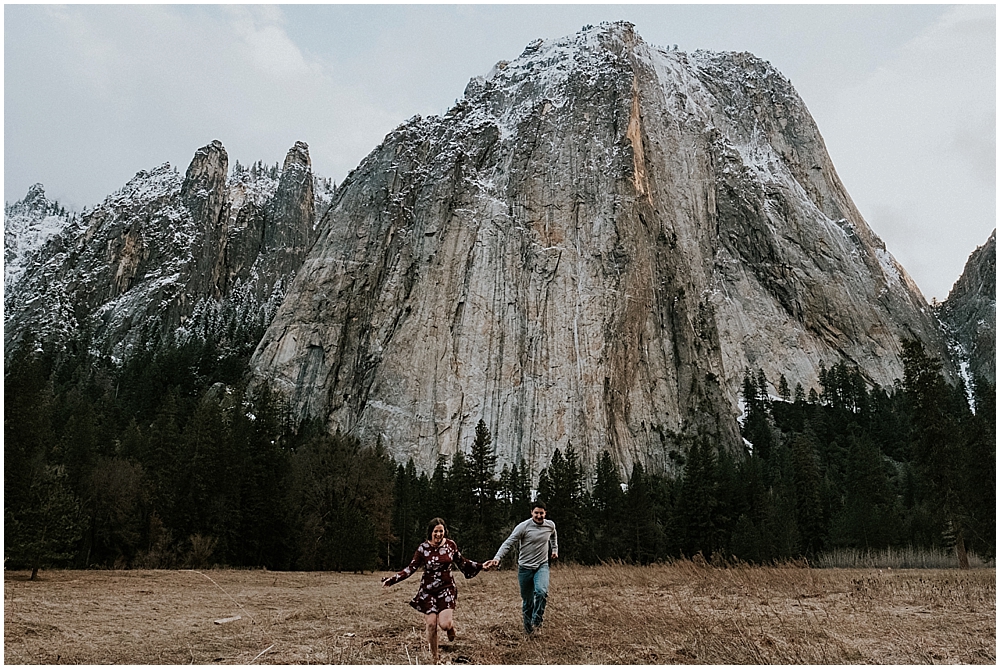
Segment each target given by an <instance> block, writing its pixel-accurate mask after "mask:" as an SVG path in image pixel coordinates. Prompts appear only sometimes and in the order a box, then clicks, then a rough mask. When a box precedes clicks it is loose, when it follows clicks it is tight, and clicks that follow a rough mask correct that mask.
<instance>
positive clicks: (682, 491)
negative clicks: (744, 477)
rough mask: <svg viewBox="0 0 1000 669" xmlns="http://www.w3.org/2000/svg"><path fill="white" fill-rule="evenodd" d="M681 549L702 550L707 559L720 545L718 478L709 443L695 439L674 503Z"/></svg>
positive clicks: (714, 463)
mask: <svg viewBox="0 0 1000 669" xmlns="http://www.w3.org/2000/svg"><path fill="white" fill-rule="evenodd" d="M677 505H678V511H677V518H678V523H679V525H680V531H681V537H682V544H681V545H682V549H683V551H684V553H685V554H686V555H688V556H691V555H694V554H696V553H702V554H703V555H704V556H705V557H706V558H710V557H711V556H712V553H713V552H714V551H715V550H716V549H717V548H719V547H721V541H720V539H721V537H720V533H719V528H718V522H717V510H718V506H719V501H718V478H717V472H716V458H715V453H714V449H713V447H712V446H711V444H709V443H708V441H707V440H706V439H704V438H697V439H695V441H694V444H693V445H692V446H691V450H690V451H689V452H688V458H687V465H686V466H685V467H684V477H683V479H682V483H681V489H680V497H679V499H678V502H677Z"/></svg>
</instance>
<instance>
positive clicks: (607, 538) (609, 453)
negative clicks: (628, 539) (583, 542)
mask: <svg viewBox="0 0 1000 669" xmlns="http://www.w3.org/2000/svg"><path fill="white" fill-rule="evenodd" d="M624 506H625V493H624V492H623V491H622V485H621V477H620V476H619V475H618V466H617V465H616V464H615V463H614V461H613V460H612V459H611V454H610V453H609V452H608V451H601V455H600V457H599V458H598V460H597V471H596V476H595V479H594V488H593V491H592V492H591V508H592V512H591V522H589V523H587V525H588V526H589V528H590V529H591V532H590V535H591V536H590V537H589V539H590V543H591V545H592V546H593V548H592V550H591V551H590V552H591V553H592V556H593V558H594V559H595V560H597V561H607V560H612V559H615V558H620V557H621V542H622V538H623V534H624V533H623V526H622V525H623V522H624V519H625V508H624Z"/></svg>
***
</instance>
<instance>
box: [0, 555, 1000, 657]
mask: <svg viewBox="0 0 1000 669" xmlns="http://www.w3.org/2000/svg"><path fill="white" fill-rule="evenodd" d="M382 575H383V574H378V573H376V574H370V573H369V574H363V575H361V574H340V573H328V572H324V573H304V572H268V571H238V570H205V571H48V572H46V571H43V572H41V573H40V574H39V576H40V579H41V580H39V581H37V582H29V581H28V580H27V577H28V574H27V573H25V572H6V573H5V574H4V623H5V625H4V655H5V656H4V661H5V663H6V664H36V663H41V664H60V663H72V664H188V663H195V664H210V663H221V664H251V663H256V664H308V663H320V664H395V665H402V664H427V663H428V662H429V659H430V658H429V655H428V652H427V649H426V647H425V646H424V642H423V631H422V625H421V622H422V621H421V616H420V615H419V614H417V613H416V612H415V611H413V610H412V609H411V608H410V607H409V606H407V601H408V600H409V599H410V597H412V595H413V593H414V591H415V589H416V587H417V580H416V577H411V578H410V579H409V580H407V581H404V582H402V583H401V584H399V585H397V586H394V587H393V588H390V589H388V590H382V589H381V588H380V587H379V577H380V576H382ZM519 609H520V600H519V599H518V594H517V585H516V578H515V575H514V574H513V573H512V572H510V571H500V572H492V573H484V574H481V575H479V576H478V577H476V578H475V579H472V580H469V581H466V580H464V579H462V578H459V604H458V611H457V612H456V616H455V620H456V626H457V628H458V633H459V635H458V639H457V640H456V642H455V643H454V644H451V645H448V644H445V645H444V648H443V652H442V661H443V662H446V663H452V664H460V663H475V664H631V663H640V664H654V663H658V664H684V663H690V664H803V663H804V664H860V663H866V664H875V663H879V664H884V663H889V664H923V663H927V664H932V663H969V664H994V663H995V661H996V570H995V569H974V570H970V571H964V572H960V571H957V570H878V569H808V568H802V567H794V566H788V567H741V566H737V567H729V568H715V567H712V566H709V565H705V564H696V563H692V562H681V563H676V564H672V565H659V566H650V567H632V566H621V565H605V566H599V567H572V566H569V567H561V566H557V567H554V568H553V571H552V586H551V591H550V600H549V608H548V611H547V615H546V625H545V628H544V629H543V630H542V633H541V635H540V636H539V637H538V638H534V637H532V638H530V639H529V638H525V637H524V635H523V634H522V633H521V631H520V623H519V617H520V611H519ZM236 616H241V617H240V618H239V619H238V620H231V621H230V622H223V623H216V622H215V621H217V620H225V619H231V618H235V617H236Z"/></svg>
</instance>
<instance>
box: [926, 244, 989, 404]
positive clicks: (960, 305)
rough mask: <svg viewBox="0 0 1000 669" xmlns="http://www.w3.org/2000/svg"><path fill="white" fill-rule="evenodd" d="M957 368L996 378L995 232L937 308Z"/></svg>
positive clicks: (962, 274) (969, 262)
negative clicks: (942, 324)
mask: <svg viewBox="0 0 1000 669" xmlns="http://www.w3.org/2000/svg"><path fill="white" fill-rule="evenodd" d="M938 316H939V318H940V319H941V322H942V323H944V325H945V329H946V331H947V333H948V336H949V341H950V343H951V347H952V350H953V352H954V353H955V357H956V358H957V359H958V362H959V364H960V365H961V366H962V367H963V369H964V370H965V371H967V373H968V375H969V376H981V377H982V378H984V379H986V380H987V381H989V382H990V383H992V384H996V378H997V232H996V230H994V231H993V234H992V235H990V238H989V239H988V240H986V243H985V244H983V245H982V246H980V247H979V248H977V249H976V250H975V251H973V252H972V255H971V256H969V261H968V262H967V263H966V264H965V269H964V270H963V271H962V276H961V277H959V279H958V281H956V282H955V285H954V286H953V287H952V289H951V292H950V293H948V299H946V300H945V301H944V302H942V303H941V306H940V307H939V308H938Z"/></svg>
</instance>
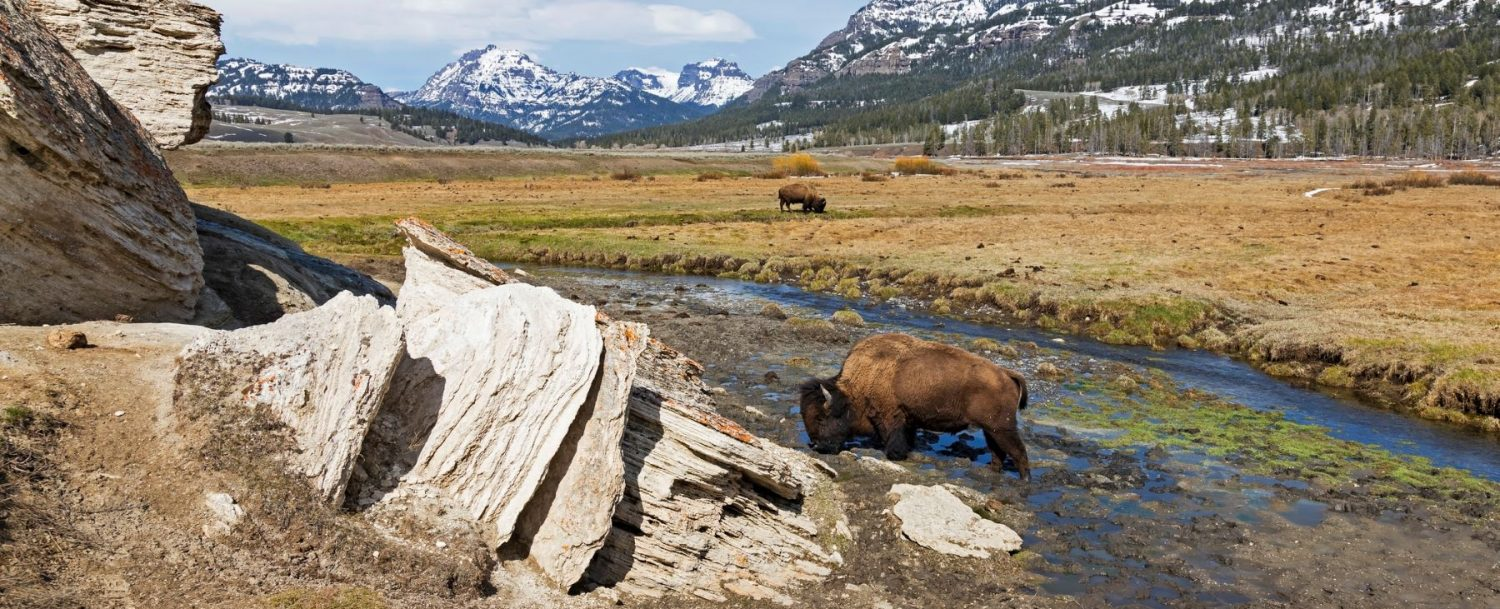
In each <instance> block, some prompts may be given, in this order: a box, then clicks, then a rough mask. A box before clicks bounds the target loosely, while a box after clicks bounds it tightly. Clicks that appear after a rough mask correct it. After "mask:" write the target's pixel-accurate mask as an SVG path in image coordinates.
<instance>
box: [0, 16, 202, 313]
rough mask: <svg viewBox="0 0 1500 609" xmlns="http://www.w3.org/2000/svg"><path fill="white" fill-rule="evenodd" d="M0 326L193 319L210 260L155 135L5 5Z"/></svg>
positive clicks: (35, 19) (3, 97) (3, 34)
***
*WHAT TO WORK ON:* Read the listing. Copy each line that has the word "coordinates" in it.

*EXERCISE ANSWER:*
Segment each target given by an <instance> block, writing its pixel-accurate mask after "mask:" as an SVG path in image pixel coordinates. Prompts appear only sometimes and in the order a box, then clicks, then a rough mask. When a box precedes clicks it is loose, when it follows clicks it is tight, and clicks that follow a rough mask correct that mask.
In each <instance> block, some prompts may be given, in this order: a box, then clicks, then a rough mask. A box before clicks bounds the target loosely, while a box after clicks bounds it tightly. Clicks that appear after a rough mask correct it. After "mask:" write the target's pixel-accurate mask as an SVG path in image coordinates.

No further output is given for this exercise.